■ Excerpts from a dataset
==================================================

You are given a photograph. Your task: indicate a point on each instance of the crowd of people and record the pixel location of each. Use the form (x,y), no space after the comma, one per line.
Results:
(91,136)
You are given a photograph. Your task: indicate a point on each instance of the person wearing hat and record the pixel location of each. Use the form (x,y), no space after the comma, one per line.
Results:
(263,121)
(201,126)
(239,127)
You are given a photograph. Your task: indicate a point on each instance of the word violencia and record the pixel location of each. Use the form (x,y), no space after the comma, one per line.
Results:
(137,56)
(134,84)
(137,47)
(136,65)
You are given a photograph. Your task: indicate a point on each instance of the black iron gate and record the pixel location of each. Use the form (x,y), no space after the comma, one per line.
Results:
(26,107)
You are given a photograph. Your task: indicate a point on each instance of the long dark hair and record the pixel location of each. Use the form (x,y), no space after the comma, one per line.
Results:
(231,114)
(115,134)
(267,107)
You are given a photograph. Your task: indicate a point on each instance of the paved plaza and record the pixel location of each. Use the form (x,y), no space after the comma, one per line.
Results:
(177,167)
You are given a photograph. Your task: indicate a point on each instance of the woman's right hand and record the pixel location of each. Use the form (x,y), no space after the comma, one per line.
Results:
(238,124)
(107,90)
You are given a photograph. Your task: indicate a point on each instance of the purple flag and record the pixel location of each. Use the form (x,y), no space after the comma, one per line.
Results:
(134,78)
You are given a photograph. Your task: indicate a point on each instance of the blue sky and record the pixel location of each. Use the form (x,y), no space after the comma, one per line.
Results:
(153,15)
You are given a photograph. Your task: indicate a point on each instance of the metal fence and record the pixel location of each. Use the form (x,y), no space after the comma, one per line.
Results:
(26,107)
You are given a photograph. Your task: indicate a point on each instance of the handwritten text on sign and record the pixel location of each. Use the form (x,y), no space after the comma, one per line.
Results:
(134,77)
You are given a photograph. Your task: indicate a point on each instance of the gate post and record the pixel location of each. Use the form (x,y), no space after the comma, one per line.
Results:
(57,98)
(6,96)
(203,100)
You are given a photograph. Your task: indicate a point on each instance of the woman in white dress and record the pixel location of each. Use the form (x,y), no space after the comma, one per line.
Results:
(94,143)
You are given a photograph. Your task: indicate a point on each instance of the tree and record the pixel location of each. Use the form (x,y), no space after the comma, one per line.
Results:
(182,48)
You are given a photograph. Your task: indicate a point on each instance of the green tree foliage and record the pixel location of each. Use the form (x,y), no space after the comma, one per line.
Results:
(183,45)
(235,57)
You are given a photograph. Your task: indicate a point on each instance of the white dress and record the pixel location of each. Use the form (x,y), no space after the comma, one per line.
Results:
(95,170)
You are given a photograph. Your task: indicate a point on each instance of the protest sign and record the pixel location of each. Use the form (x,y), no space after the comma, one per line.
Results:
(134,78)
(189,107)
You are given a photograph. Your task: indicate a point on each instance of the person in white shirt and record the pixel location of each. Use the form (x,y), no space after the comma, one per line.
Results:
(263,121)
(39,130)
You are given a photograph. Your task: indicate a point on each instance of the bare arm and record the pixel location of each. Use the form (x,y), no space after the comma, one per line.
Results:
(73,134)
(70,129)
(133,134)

==================================================

■ What you need to do
In the entries above, find each line that includes the string "white" and copy it.

■ Exercise solution
You are given a photograph. Your task: indicate a point on each instance of the woman in white dress and record the pixel location of each. Use the form (x,y), no space after the comma, one per line.
You are given a photograph. Your task: indicate a point on each instance of the white dress and record the pixel location of each. Use the form (x,y), no space after the comma, one per line.
You are given a photograph. Your task: indicate a point on each instance of the person in white shirt and record the pixel location of each. Use the form (x,y), no space after the comma, one per line.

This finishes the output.